TUGAS LATIHAN ::
1. Salin bagian teks bacaan tanpa mengubah apa pun. Mulailah dari kata-kata yang memuat "Direktur Eksekutif Migrant", lalu berhenti setelah "menggerakkan perekonomian lokal.".
2. Ringkas paragraf teks bacaan yang diawali "Direktur Eksekutif Migrant Care" menjadi daftar pendek, dengan fakta utamanya tetap ada.
3. Menurut teks bacaan, selama ini sumbangan remitansi bagi ekonomi pedesaan dan regional lebih bertumpu pada apa?

TEKS BACAAN ::
**********

Direktur Eksekutif Migrant Care Wahyu Susilo mengatakan, perlu ada intervensi pemerintah untuk memastikan ketersediaan sarana produksi dan mekanisme pasar yang adil dan berpihak pada sektor informal serta wilayah perdesaan. Salah satunya, mengubah skema bantuan langsung tunai (BLT) tidak sekadar sebagai transfer tunai, tetapi bisa menjadi modal awal usaha untuk menggerakkan perekonomian lokal.

Baca juga: RI Memasuki Fase Terberat, Resesi Membayangi

”Kontribusi remitansi untuk ekonomi pedesaan dan regional selama ini lebih bertumpu pada aktivitas konsumsi. Namun, kalau sekarang kita bisa mendorongnya menjadi aktivitas produktif, lewat para eks pekerja migran, itu bisa berkontribusi untuk pertumbuhan ekonomi yang lebih berkualitas,” ujarnya.

**********

BAHAN YANG DITAMPILKAN ::
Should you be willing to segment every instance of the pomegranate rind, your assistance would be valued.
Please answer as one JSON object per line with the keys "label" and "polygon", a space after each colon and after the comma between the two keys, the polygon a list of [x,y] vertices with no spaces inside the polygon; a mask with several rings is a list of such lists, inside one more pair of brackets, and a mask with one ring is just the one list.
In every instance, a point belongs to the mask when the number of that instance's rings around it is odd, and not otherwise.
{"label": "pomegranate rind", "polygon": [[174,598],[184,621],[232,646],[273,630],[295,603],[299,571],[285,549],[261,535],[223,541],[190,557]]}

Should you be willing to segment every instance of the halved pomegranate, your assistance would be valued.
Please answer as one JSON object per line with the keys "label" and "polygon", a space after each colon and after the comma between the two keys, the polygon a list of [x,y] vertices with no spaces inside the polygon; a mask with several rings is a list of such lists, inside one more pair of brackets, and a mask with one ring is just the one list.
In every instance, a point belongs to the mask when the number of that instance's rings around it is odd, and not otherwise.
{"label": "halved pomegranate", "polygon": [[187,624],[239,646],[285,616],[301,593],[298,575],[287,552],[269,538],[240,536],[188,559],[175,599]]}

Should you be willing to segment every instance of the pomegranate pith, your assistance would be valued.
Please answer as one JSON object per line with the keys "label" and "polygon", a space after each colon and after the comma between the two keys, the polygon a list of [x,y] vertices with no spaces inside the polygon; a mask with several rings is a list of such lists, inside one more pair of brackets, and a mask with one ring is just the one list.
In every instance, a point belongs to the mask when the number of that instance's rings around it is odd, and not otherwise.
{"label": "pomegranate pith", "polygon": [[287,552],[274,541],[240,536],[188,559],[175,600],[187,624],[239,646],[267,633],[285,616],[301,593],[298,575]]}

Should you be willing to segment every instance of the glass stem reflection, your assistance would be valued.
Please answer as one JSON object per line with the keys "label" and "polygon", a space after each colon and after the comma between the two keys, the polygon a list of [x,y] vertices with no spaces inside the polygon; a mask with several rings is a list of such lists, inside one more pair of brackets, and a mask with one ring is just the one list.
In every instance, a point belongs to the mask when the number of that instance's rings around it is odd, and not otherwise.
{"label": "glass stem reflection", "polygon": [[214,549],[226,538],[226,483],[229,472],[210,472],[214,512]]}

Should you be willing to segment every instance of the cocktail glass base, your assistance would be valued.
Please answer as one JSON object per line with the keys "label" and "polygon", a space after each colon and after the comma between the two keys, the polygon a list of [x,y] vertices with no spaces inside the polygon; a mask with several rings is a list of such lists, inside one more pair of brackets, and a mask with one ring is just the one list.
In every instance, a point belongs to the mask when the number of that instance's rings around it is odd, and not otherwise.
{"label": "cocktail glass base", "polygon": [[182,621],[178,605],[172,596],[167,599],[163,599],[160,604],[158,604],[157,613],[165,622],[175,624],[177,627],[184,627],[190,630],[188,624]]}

**********

JAWABAN TIAP TUGAS ::
1.
Direktur Eksekutif Migrant Care Wahyu Susilo mengatakan, perlu ada intervensi pemerintah untuk memastikan ketersediaan sarana produksi dan mekanisme pasar yang adil dan berpihak pada sektor informal serta wilayah perdesaan. Salah satunya, mengubah skema bantuan langsung tunai (BLT) tidak sekadar sebagai transfer tunai, tetapi bisa menjadi modal awal usaha untuk menggerakkan perekonomian lokal.

2.
- Wahyu Susilo, Direktur Eksekutif Migrant Care, menilai pemerintah perlu turun tangan.
- Tujuannya memastikan ada sarana produksi serta mekanisme pasar yang adil dan berpihak pada sektor informal dan wilayah perdesaan.
- Salah satu caranya mengubah skema BLT agar tidak hanya berupa transfer tunai, tetapi juga menjadi modal awal usaha untuk menggerakkan perekonomian lokal.

3. Pada aktivitas konsumsi.